Lamentando ainda «que a discussão esteja condicionada por algumas confusões, como a de limitar a questão a um problema religioso ou um direito da mulher». Na realidade quem está condicionado pela confusão do Papa e do Vaticano entre religião e Direito/ética é o próprio Policarpo. Nem a ética nem o Direito num estado laico são competência da Igreja nem a questão do aborto se reduz a uma questão dogma religioso versus direito da mulher. A redução da discussão sobre o aborto aos direitos da mulher em relação aos supostos direitos de «uma criança por nascer» é uma das muitas falácias usadas pela igreja nas suas campanhas terroristas contra o aborto.

Como aquela que a diocese de Coimbra já tem em curso, não obstante a prelecção falaciosa do cardeal patriarca de Lisboa. Um exemplo de puro terrorismo psicológico em que a diocese utiliza nos folhetos a fotografia de um bebé de meses que é filho de uma das signatárias do Movimento pela Despenalização da Interrupção da Gravidez.

Uma campanha repleta das falácias utilizadas pela ICAR na questão do aborto, já que não tem argumentos lógicos para defender a sua posição absurda, neste caso o chamado «apelo às emoções» em que se utiliza uma foto de um bébé já com alguns meses para pretender que um zigoto, embrião, ou feto – ou uma célula estaminal totipotente – normalmente referidos como a «criança ainda por nascer», são equivalentes ao bébé sorridente com que ornamentam os seus folhetos terroristas!

A outra falácia muito comum, muito bem desmontada neste artigo que recomendo, é a invocação do fantasma da «cultura da morte», com reminiscências explícitas ou implícitas ao nazismo, o reductio ad Hitlerorum usado e abusado para tudo pelos revisionistas históricos cristãos – esquecendo que Hitler criminalizou o aborto para as mães arianas. O que é um argumento absurdo por parte de quem admite como legítima a pena de morte e as mortes colaterais de guerras «justas» ou «injustas». E, como lembra o filósofo Pedro Madeira, é importante frisar que o facto de sermos a favor do aborto não implica, de modo algum, que sejamos a favor da pena de morte.

No cerne da questão do aborto, assim como na questão da investigação em células estaminais ou na clonagem terapêutica em que a argumentação da Igreja é exactamente a mesma, reside simplesmente a questão: têm direito incondicional à vida uma célula estaminal toti ou pluripotente*, um óvulo fertilizado e um embrião?

Registos de dados

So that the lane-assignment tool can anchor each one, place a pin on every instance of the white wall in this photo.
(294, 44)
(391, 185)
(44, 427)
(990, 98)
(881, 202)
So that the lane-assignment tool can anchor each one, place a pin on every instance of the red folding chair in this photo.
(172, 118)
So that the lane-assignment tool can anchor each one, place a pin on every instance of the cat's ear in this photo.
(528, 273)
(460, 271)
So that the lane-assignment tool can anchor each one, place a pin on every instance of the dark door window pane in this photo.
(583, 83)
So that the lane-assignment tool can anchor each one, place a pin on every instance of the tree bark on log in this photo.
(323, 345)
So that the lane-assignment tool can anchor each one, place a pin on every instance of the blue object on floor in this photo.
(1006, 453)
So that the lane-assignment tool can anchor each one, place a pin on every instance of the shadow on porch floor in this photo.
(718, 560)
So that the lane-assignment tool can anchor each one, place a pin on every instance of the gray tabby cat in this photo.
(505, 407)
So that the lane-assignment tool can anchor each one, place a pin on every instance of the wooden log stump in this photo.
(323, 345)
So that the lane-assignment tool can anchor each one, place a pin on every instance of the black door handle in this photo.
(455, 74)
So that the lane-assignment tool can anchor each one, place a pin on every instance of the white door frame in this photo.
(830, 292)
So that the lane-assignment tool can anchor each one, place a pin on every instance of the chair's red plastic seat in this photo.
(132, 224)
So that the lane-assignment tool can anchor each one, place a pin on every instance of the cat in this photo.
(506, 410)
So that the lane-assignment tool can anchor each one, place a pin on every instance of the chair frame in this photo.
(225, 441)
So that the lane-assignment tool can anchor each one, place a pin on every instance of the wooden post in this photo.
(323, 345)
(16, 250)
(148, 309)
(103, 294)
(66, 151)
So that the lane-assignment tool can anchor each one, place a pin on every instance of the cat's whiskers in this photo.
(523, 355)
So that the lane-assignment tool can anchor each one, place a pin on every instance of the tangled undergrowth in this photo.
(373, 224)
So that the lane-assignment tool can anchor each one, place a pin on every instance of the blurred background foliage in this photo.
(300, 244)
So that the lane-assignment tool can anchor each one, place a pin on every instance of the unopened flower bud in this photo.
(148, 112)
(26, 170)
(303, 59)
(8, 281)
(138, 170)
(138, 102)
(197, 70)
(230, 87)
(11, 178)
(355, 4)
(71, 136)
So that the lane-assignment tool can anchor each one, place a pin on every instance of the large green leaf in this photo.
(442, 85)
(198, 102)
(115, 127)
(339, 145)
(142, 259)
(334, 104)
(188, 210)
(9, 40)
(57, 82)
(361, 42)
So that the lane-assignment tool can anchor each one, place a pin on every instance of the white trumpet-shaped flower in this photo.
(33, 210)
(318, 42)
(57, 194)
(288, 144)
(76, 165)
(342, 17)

QUESTÕES:
a – Indique se cada afirmação está de acordo com o texto sobre o aborto, respondendo sim ou não e citando as palavras exatas que o decidem: (i) Hitler criminalizou o aborto para as mães arianas; (ii) a campanha com a fotografia de um bebé nos folhetos é da diocese de Lisboa; (iii) o filósofo Pedro Madeira lembra que ser a favor do aborto não implica ser a favor da pena de morte.
b – Prossiga o texto sobre o aborto a partir do ponto em que termina.

RESPOSTAS:
a –
(i) Sim: «esquecendo que Hitler criminalizou o aborto para as mães arianas».
(ii) Não: «Como aquela que a diocese de Coimbra já tem em curso».
(iii) Sim: «como lembra o filósofo Pedro Madeira, é importante frisar que o facto de sermos a favor do aborto não implica, de modo algum, que sejamos a favor da pena de morte».

b –
O resto da argumentação sobre o aborto é folclore ou falácias. Aquilo que se está a decidir na questão do aborto é se devemos ou não conferir o estatuto ético e legal de uma pessoa a uma célula estaminal do muco do nariz ou outra célula adulta qualquer- se estas forem alteradas para totipotentes – a um óvulo fertilizado e a um embrião.

Que a Igreja confira um valor acrescentado transcendente, a alma, a esta célula estaminal totipotente e considere que «Se alguém recusa a dignidade ao embrião [e a esta célula estaminal], então deveria negar também a dignidade à criança» esse é um problema que os crentes têm de enfrentar nas suas opções pessoais. Agora não podem impor a toda a sociedade, supostamente laica, os preconceitos e doutrinas da sua religião.

*De uma forma simples, e de acordo com a sua origem, podem dividir-se as células estaminais em dois grandes grupos: as células embrionárias e adultas. As células embrionárias são totipotentes, isto é, podem dar origem a todos os tipos celulares especializados. As células adultas são também indiferenciadas, porém, como se encontram em tecidos diferenciados, já são especializados, isto é, podem diferenciar-se apenas dentro da sua linhagem celular, pelo que são designadas de multipotentes. Apenas alguns tecidos apresentam células estaminais pelo que a sua utilização é limitada.

No caso da clonagem, terapêutica ou reprodutiva, é introduzido o ADN de uma célula diferenciada qualquer num óvulo a que foi retirado o material genético. No caso da ovelha Dolly foi introduzido o ADN retirado de uma célula mamária adulta, já diferenciada. Ou seja, a introdução num óvulo de ADN com genes diferenciados dá origem a uma célula estaminal totipotente. Célula estaminal que o Vaticano considera ter o mesmo estatuto de uma pessoa.